TASK INSTRUCTIONS
Include no pictures. Output exactly the lines from the one that contains "Wanted | a point on the parking" through the final line of the entries.

* BEGIN *

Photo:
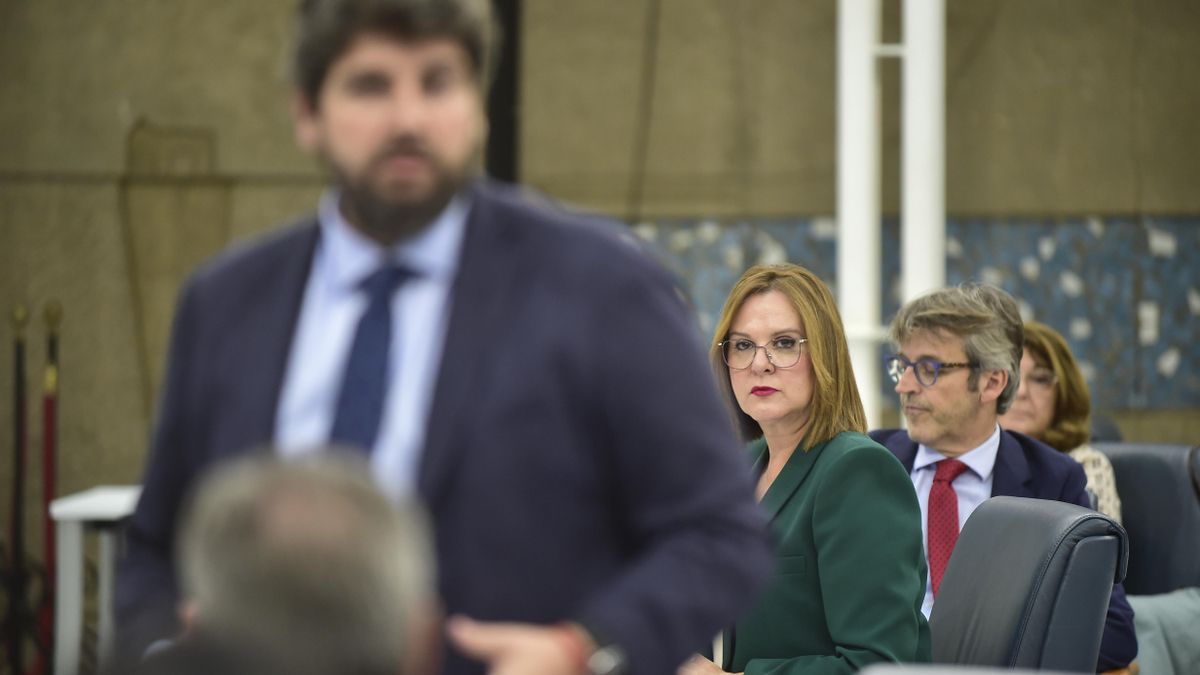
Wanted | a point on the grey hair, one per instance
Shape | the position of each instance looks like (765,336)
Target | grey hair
(985,317)
(306,562)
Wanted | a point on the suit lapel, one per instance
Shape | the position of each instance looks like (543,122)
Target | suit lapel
(1012,473)
(480,302)
(790,479)
(264,341)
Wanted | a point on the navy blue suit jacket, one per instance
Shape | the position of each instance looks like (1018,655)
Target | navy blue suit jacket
(1026,467)
(579,463)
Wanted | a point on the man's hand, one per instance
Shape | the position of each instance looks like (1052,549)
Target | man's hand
(516,649)
(700,665)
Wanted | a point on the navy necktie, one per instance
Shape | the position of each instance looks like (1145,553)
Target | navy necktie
(365,381)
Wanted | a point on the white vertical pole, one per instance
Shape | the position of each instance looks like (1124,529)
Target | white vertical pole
(923,165)
(69,597)
(858,192)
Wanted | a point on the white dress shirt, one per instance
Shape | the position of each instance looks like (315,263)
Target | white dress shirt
(329,316)
(972,487)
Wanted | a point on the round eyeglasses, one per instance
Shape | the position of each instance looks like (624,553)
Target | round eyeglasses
(925,368)
(781,352)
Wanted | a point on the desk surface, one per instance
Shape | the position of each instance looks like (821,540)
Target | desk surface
(100,503)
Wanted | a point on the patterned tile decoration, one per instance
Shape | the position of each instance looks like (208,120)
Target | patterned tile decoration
(1123,291)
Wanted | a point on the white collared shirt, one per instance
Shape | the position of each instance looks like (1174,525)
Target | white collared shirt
(972,487)
(329,316)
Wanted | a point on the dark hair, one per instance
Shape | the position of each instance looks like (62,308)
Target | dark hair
(325,28)
(1072,424)
(837,405)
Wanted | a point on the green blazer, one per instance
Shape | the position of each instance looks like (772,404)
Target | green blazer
(851,573)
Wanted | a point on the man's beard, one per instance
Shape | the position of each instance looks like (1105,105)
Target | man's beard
(387,217)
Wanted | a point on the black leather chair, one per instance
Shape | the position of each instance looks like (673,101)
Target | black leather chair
(1159,487)
(1027,586)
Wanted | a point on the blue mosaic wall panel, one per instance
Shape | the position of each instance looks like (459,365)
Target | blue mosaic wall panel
(1125,292)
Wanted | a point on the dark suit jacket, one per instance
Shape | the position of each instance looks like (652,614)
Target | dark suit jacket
(579,464)
(851,578)
(1026,467)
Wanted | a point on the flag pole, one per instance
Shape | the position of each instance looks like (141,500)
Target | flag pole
(53,316)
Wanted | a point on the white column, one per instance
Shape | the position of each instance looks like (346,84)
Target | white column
(69,597)
(923,165)
(858,192)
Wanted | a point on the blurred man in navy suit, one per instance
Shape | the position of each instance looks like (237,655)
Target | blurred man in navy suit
(533,377)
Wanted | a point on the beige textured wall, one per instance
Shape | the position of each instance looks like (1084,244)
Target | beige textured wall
(138,136)
(1053,106)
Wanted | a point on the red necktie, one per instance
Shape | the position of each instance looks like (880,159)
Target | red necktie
(943,519)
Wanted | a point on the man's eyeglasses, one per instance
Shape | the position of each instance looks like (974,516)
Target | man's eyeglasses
(781,352)
(925,368)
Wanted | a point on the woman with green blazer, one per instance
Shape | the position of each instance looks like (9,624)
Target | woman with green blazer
(851,574)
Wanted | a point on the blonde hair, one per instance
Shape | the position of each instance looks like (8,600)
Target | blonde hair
(1071,425)
(837,405)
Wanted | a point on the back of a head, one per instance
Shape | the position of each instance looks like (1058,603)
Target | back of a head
(307,566)
(984,317)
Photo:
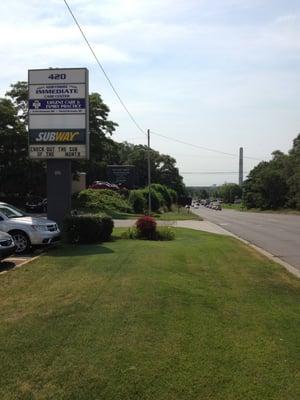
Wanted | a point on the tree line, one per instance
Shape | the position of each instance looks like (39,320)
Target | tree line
(276,183)
(21,175)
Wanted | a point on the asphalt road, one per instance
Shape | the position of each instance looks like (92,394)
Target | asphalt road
(279,234)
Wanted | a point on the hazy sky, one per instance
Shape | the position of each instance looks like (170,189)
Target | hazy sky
(216,73)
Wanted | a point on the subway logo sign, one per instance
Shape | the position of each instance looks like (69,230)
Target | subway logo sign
(52,136)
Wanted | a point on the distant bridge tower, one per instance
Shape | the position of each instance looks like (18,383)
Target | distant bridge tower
(241,166)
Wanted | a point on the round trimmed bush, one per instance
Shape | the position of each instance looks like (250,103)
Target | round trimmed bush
(137,201)
(146,227)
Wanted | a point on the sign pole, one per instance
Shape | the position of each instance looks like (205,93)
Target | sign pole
(149,175)
(59,190)
(58,129)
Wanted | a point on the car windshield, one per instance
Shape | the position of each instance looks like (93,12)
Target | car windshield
(11,212)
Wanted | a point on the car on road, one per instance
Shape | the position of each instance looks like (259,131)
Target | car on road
(27,231)
(7,245)
(36,205)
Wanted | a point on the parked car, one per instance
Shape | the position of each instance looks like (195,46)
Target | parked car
(216,206)
(7,245)
(36,204)
(27,231)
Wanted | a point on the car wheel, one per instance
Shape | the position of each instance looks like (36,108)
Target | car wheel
(21,241)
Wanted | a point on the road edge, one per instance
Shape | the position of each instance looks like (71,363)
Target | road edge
(293,270)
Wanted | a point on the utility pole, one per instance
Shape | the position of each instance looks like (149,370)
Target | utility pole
(149,174)
(241,172)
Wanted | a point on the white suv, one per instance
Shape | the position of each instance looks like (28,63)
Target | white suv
(27,231)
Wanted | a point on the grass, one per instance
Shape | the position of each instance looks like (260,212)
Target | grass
(178,215)
(202,317)
(174,215)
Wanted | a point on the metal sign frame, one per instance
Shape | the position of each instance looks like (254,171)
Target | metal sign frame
(58,110)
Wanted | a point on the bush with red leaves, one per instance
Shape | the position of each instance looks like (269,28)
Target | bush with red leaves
(146,227)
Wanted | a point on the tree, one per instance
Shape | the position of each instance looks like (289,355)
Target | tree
(229,192)
(163,167)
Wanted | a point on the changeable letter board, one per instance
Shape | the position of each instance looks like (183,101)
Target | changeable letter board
(58,113)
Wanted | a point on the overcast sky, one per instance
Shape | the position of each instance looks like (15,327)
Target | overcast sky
(219,74)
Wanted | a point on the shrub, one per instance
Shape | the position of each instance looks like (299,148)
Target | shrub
(162,233)
(137,201)
(87,229)
(146,227)
(156,198)
(164,192)
(131,233)
(101,200)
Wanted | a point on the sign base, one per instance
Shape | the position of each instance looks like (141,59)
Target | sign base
(59,189)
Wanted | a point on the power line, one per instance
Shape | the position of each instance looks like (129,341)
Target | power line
(201,147)
(124,105)
(103,70)
(210,172)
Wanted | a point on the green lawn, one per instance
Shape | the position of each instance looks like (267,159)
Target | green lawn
(173,215)
(178,215)
(201,317)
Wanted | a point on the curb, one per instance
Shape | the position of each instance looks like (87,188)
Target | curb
(27,261)
(293,270)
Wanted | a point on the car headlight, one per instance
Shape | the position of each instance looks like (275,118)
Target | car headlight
(39,228)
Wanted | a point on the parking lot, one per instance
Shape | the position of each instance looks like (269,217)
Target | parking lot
(17,261)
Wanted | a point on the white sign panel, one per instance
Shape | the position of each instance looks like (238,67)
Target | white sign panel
(58,113)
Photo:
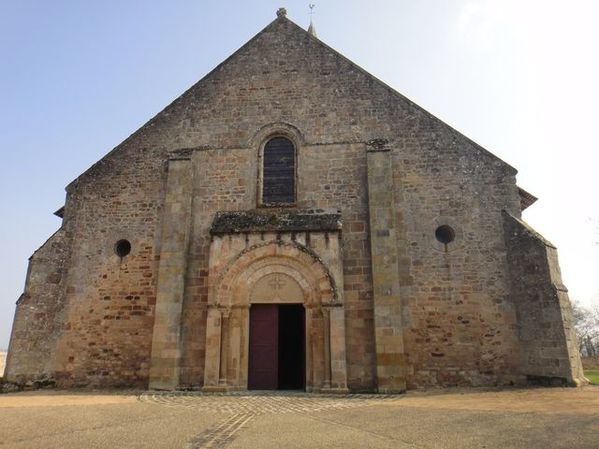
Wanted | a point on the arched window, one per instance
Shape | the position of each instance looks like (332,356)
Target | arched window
(278,172)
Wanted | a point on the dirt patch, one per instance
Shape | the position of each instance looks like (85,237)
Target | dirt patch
(56,399)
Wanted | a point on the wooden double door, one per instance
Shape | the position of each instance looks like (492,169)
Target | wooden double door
(277,347)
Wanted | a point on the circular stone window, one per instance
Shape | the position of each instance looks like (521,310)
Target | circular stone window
(445,234)
(122,248)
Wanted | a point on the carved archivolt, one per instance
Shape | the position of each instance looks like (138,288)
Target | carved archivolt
(249,274)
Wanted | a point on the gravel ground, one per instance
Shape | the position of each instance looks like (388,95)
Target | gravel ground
(461,419)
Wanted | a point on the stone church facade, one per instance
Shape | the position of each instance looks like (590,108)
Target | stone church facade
(292,222)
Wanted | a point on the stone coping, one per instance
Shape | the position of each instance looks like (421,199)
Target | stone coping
(275,219)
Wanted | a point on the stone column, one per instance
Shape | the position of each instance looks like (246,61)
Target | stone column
(337,358)
(176,227)
(213,349)
(390,356)
(224,348)
(327,348)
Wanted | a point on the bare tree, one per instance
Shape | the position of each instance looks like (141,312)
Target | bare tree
(586,323)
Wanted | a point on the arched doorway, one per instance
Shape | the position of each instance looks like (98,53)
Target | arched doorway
(276,350)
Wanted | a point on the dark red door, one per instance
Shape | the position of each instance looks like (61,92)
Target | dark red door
(264,333)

* END *

COMPLETE ANSWER
Wanted | a point on the parking lot, one per instance
Shape | the position of each instance looks like (269,217)
Target | parking lot
(17,261)
Wanted | a point on the white sign panel, one per instance
Shape | the position of each instance looks like (238,67)
Target | white sign panel
(58,113)
Photo:
Wanted | a point on the arched window, one per instance
Shape | the position of each instance looks like (332,356)
Target | arched window
(278,172)
Wanted | a point on the dirt patch, one per instance
Shape | the position of each instance looks like (85,237)
Target | dirt patch
(56,399)
Wanted | a point on the wooden double door, one per instance
Shape | the position of each instance looks like (492,169)
Target | wooden double door
(277,347)
Wanted | a point on the circular stone window, one per instance
Shape | the position of each instance looks like (521,310)
Target | circular stone window
(445,234)
(122,248)
Wanted | a point on the carved archivolt, one per instance
Shape | the position of each instance looks like (138,288)
Target | carved archivolt
(249,274)
Wanted | a point on the gravel ground, one per instance
Shape | the position of each instance looks like (388,95)
Target | gravel ground
(461,419)
Wanted | a point on the stone church facade, one per instance
Shape | the position of each instance looks like (590,108)
Target | stone church facade
(292,222)
Wanted | a point on the stone coping, one per instance
Shape | the position of each instance looks like (421,199)
Target | stone coping
(275,219)
Wanted | a point on the stone column, one per instance
Shape | the position of each instance looks like (246,61)
Target | stone column
(337,358)
(176,227)
(213,349)
(390,356)
(224,348)
(327,348)
Wanted | a point on the bare tree, one per instance
Shape | the position of each instance looks like (141,312)
Target | bare tree
(586,323)
Wanted | a point on the arched doorway, one per instance
Shape | the position of each instance looks like (98,53)
Target | arched doorway
(276,350)
Wanted | a point on the dark red door, one per instance
Shape | the position of each instance looks like (61,92)
Target | dark red door
(264,333)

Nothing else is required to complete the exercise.